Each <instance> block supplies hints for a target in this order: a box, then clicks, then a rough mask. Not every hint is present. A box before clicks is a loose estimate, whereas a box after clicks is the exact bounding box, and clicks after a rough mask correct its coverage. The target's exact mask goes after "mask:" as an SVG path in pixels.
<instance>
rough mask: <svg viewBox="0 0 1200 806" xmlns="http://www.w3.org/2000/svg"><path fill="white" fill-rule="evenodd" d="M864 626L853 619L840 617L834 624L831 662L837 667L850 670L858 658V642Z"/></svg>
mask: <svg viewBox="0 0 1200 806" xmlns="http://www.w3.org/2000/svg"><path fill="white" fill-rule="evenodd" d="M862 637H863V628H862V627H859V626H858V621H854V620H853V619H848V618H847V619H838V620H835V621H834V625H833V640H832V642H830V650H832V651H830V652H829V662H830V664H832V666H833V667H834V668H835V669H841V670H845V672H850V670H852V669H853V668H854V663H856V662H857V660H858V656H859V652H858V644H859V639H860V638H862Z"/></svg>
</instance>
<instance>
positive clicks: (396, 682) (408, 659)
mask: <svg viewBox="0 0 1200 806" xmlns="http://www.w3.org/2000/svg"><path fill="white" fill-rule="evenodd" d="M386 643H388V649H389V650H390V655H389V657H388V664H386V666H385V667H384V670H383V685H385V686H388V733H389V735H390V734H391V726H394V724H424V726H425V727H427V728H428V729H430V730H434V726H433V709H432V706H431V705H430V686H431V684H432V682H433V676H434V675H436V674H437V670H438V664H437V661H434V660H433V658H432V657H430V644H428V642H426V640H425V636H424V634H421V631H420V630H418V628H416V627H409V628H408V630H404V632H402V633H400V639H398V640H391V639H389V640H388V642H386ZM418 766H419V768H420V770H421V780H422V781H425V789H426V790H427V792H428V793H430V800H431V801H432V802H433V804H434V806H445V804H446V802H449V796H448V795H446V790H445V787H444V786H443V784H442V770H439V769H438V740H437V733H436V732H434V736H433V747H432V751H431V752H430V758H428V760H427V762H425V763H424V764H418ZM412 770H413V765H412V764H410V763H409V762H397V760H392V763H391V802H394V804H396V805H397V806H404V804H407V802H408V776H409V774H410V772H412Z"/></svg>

======

▸ Directive: Put the data above into a Markdown table with the columns "Row" and "Data line", numbering each line and omitting any blank lines.

▸ Task solution:
| Row | Data line |
|---|---|
| 1 | Each <instance> block supplies hints for a target in this order: a box, then clicks, then a rough mask. Not every hint is present. A box before clicks is a loose estimate, whereas a box after clicks is the exact bounding box, and clicks after a rough mask correct its coverage. The target's exact mask goes after "mask:" as an SVG path in pixels. |
| 2 | <instance> |
| 3 | rough mask: <svg viewBox="0 0 1200 806" xmlns="http://www.w3.org/2000/svg"><path fill="white" fill-rule="evenodd" d="M864 626L853 619L840 617L834 624L831 662L837 667L850 670L858 658V642Z"/></svg> |
| 4 | mask: <svg viewBox="0 0 1200 806" xmlns="http://www.w3.org/2000/svg"><path fill="white" fill-rule="evenodd" d="M862 637H863V628H862V627H859V626H858V621H854V620H853V619H848V618H847V619H838V620H835V621H834V625H833V640H832V642H830V650H832V651H830V652H829V662H830V664H832V666H833V667H834V668H835V669H841V670H845V672H850V670H852V669H853V668H854V663H856V662H857V660H858V656H859V652H858V644H859V639H860V638H862Z"/></svg> |
| 5 | </instance> |
| 6 | <instance> |
| 7 | positive clicks: (396, 682) (408, 659) |
| 8 | mask: <svg viewBox="0 0 1200 806" xmlns="http://www.w3.org/2000/svg"><path fill="white" fill-rule="evenodd" d="M386 643H388V649H389V650H390V655H389V657H388V664H386V666H385V667H384V670H383V685H385V686H388V733H389V735H390V734H391V726H394V724H424V726H425V727H427V728H428V729H430V730H434V726H433V709H432V706H431V705H430V686H431V684H432V682H433V676H434V675H436V674H437V670H438V664H437V661H434V660H433V658H432V657H430V644H428V642H426V640H425V636H424V634H421V631H420V630H418V628H416V627H409V628H408V630H404V632H402V633H400V639H398V640H391V639H389V640H388V642H386ZM418 766H419V768H420V770H421V780H422V781H425V789H426V790H427V792H428V793H430V800H431V801H432V802H433V804H434V806H445V804H446V802H449V796H448V795H446V790H445V787H444V786H443V784H442V770H439V769H438V740H437V733H436V732H434V736H433V747H432V751H431V752H430V758H428V760H427V762H425V763H424V764H418ZM412 770H413V765H412V764H410V763H409V762H397V760H392V763H391V802H394V804H396V805H397V806H404V804H407V802H408V776H409V774H410V772H412Z"/></svg> |